▶ [AIM OF THE TASK] Can you reproduce the listing below line for line, without changing anything?

(Entries from a pointing dataset)
--------------------------------------------------
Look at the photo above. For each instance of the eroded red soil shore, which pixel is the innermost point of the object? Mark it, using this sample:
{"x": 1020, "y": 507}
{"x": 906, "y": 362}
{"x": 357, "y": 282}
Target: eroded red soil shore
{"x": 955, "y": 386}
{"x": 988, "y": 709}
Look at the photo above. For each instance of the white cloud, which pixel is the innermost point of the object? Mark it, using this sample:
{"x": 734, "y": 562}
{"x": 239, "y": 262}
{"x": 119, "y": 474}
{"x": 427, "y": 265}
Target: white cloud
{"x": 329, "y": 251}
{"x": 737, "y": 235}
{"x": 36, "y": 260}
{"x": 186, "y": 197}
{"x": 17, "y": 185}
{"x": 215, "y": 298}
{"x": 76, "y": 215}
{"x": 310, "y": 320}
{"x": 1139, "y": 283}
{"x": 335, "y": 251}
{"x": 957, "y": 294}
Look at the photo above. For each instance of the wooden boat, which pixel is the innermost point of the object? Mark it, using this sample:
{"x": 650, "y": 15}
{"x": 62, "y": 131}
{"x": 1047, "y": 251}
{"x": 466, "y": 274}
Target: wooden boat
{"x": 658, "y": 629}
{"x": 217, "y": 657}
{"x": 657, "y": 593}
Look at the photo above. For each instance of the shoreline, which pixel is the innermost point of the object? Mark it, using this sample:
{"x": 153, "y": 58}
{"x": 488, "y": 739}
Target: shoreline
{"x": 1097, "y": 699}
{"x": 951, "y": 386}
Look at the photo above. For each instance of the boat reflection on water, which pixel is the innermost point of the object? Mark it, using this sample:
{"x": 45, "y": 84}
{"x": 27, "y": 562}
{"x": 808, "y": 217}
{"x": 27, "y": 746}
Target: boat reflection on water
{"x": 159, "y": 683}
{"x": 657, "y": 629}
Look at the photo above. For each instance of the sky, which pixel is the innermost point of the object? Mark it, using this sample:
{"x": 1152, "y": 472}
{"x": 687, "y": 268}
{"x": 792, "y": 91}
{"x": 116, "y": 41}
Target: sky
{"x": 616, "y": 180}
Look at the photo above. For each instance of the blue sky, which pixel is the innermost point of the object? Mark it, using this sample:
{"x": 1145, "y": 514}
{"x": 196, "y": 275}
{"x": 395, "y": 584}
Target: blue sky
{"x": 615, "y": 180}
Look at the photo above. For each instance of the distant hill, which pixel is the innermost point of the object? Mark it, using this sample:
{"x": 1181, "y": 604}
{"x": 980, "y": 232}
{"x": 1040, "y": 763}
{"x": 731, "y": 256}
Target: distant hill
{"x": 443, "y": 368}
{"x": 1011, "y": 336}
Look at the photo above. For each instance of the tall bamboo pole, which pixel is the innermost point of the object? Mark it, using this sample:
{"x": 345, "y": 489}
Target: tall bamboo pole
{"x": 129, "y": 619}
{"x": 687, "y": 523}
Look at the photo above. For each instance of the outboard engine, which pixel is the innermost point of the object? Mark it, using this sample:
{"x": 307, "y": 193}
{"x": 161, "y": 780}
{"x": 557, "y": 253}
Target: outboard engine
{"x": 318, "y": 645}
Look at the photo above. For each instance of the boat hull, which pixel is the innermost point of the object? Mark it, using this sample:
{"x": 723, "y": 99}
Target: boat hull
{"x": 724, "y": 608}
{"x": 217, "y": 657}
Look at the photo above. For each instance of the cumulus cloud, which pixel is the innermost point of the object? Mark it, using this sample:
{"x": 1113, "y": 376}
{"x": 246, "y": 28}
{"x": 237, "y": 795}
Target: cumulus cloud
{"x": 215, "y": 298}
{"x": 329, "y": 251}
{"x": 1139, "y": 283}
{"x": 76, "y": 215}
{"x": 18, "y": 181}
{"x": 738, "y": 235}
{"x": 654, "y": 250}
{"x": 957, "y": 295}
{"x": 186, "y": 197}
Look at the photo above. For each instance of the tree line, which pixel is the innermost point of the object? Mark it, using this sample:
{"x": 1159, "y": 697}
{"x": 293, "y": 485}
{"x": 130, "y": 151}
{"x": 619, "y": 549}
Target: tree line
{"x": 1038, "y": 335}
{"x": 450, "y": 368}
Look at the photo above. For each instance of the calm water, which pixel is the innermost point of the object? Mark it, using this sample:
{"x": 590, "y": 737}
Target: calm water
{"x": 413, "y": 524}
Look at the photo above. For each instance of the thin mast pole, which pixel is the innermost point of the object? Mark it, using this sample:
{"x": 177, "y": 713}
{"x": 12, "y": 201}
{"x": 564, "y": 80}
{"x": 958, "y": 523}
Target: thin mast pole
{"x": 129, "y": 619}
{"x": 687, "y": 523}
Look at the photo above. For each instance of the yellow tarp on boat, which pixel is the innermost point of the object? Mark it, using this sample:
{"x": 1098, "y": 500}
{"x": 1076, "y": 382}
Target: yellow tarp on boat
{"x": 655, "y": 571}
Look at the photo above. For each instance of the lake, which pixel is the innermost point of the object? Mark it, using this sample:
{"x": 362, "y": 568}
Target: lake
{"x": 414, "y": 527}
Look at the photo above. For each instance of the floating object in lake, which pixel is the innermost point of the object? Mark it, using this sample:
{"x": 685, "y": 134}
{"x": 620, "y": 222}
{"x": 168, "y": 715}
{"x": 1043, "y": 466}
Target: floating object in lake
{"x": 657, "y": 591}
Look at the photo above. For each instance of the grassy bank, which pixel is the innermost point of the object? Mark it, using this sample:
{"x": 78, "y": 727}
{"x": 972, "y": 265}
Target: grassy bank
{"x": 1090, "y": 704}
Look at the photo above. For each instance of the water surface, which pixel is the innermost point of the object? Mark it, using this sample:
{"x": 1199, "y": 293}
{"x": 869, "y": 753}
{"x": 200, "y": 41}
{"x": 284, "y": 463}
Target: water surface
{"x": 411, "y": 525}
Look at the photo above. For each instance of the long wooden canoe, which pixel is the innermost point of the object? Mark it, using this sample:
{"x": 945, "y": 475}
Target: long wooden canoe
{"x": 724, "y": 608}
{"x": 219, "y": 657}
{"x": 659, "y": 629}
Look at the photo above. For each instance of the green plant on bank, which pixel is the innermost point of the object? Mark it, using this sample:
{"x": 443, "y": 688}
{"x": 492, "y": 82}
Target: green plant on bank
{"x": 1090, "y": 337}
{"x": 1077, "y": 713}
--------------------------------------------------
▶ [TASK SOLUTION]
Look at the photo above. For each instance of the eroded red soil shore, which pixel is the innermost point of the object? Mark it, using this sample:
{"x": 1020, "y": 507}
{"x": 906, "y": 362}
{"x": 357, "y": 282}
Target: eroded red soil shore
{"x": 955, "y": 386}
{"x": 988, "y": 709}
Look at the photo above. For each instance of the white cloud, which pixel is the innermost point of the object? Mark it, using this sample:
{"x": 734, "y": 562}
{"x": 239, "y": 262}
{"x": 119, "y": 474}
{"x": 427, "y": 265}
Target: white cloud
{"x": 329, "y": 251}
{"x": 737, "y": 235}
{"x": 36, "y": 260}
{"x": 186, "y": 197}
{"x": 17, "y": 185}
{"x": 215, "y": 298}
{"x": 76, "y": 215}
{"x": 310, "y": 320}
{"x": 1139, "y": 283}
{"x": 335, "y": 251}
{"x": 957, "y": 294}
Look at the photo above. For each instance of the wooden boat, which pixel is the innermost point of the object? Mark it, using this sample:
{"x": 650, "y": 15}
{"x": 62, "y": 131}
{"x": 1047, "y": 251}
{"x": 466, "y": 274}
Target: wooden boat
{"x": 658, "y": 629}
{"x": 217, "y": 657}
{"x": 657, "y": 593}
Look at the photo above. For each instance of the shoreline, which pixel is the innermost point of the object? Mark it, using this sample:
{"x": 153, "y": 58}
{"x": 488, "y": 739}
Target: shoreline
{"x": 1097, "y": 699}
{"x": 951, "y": 386}
Look at the photo above. For each instance of the boat reflection on water, which pixel is the innermost point of the object? Mark it, using this sample:
{"x": 45, "y": 84}
{"x": 27, "y": 562}
{"x": 808, "y": 217}
{"x": 27, "y": 746}
Target: boat reflection on water
{"x": 159, "y": 683}
{"x": 657, "y": 629}
Look at the photo above. For each instance of the sky, which pixel is the innermost point of the object? Mark it, using this sample:
{"x": 1152, "y": 472}
{"x": 687, "y": 268}
{"x": 792, "y": 91}
{"x": 116, "y": 41}
Target: sky
{"x": 616, "y": 180}
Look at the photo above. For each instance of the blue sky, which pixel is the innermost point of the object? Mark it, using this sample:
{"x": 1145, "y": 514}
{"x": 196, "y": 275}
{"x": 395, "y": 584}
Target: blue sky
{"x": 615, "y": 180}
Look at the photo above. For each instance of the distant hill, which pixel is the innermost point of the object? Mark it, using this sample:
{"x": 1181, "y": 604}
{"x": 980, "y": 232}
{"x": 1040, "y": 763}
{"x": 731, "y": 256}
Target: distant hill
{"x": 443, "y": 368}
{"x": 1011, "y": 336}
Look at the photo above. For each instance of the tall bamboo pole, which pixel is the innermost point of the object? Mark it, using this sample:
{"x": 345, "y": 489}
Target: tall bamboo pole
{"x": 129, "y": 619}
{"x": 687, "y": 523}
Look at the photo above. For each instance of the outboard engine, which pixel is the innermost point of the object? Mark it, using this sample:
{"x": 307, "y": 193}
{"x": 161, "y": 780}
{"x": 557, "y": 253}
Target: outboard engine
{"x": 318, "y": 645}
Look at the photo above. For each instance of the boat hull, which pixel is the innermost point of the object? Mark it, using this sample:
{"x": 723, "y": 99}
Target: boat hull
{"x": 724, "y": 608}
{"x": 217, "y": 657}
Look at the photo above. For each instance of the cumulus cloud, which pixel is the innermost point of the object? Mark it, using this sample:
{"x": 1113, "y": 376}
{"x": 246, "y": 28}
{"x": 237, "y": 795}
Target: cumulus cloud
{"x": 215, "y": 298}
{"x": 329, "y": 251}
{"x": 1139, "y": 283}
{"x": 76, "y": 215}
{"x": 18, "y": 181}
{"x": 738, "y": 235}
{"x": 654, "y": 250}
{"x": 957, "y": 295}
{"x": 186, "y": 197}
Look at the photo above. For each instance of the tree line, which pixel is the innermost point of the object? Mark it, using this sample:
{"x": 1159, "y": 697}
{"x": 293, "y": 485}
{"x": 130, "y": 151}
{"x": 619, "y": 549}
Target: tree line
{"x": 1038, "y": 335}
{"x": 450, "y": 368}
Look at the photo above. For each instance of the calm water, which pixel is the innermost point of the object? Mark it, using this sample:
{"x": 590, "y": 737}
Target: calm water
{"x": 413, "y": 524}
Look at the photo above. For each instance of the thin mast pole, which pixel is the innermost point of the object? Mark it, using this sample:
{"x": 177, "y": 713}
{"x": 12, "y": 201}
{"x": 564, "y": 80}
{"x": 958, "y": 523}
Target: thin mast pole
{"x": 129, "y": 619}
{"x": 687, "y": 523}
Look at the photo above. For each instance of the yellow tarp on boat, which pixel is the innermost point of the object? Mark it, using this sample:
{"x": 1098, "y": 500}
{"x": 1076, "y": 382}
Target: yellow tarp on boat
{"x": 655, "y": 571}
Look at the photo above. For each instance of the lake, which pixel is the innermost point of the object? Mark it, using this sample:
{"x": 362, "y": 568}
Target: lake
{"x": 414, "y": 527}
Look at the photo above. For each instance of the floating object in lake, which pixel is the innermost point of the object? Mark it, using this sample:
{"x": 685, "y": 134}
{"x": 620, "y": 222}
{"x": 168, "y": 715}
{"x": 1043, "y": 466}
Target: floating object in lake
{"x": 657, "y": 591}
Look at the photo above. For each instance of the grassy bank, which pixel is the innermost point of the object? Mark it, using this sample:
{"x": 78, "y": 727}
{"x": 972, "y": 265}
Target: grassy bank
{"x": 1090, "y": 704}
Look at the photo above. For each instance of the water surface, which pixel is the innermost point of the object? Mark it, using this sample:
{"x": 1199, "y": 293}
{"x": 869, "y": 753}
{"x": 200, "y": 41}
{"x": 284, "y": 463}
Target: water surface
{"x": 411, "y": 525}
Look at the photo above. For each instance of the long wooden canoe, which pixel is the innermost point of the object? Mark it, using this sample:
{"x": 945, "y": 475}
Target: long wooden canoe
{"x": 724, "y": 608}
{"x": 219, "y": 657}
{"x": 659, "y": 629}
Look at the photo above. For each instance of the green plant on bank, which pixel is the innermost point of the object? Mark it, using this sample:
{"x": 443, "y": 688}
{"x": 492, "y": 82}
Target: green plant on bank
{"x": 1090, "y": 337}
{"x": 1077, "y": 713}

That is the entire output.